───── Provided text
For grass to grow and be healthy, it needs water, carbon dioxide, oxygen, nutrients, and light. The movable roof installed at the stadium was designed to maximize the amount of direct sunlight reaching the pitch to ensure optimum grass-growing conditions. 

The grass is cut three times to perfect neatness to prepare for a match. For music concerts, special covers come out to protect the pitch from the thousands of people standing, jumping, skipping, and dancing on it. 

5. The Pitch is Not Perfect 

The pitch size is 115 yards (105 meters) long by 75 yards (69 meters) wide. This is a good size for a category four (the highest category) stadium as per the Union of European Football Associations (UEFA) standards. 

There has always been some controversy surrounding the pitch at Wembley. Following criticism of the pitch by some coaches who described it as not good enough for important games, FA admitted in April 2009 that standard improvements were needed.
──────────
───── Data
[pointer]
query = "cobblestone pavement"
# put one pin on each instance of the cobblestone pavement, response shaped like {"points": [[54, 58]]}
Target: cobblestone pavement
──────────
• What the task requires: Please transcribe the Wembley pitch text in full, word for word. Work from the Wembley pitch text and nothing else.

• Answer box:
For grass to grow and be healthy, it needs water, carbon dioxide, oxygen, nutrients, and light. The movable roof installed at the stadium was designed to maximize the amount of direct sunlight reaching the pitch to ensure optimum grass-growing conditions. 

The grass is cut three times to perfect neatness to prepare for a match. For music concerts, special covers come out to protect the pitch from the thousands of people standing, jumping, skipping, and dancing on it. 

5. The Pitch is Not Perfect 

The pitch size is 115 yards (105 meters) long by 75 yards (69 meters) wide. This is a good size for a category four (the highest category) stadium as per the Union of European Football Associations (UEFA) standards. 

There has always been some controversy surrounding the pitch at Wembley. Following criticism of the pitch by some coaches who described it as not good enough for important games, FA admitted in April 2009 that standard improvements were needed.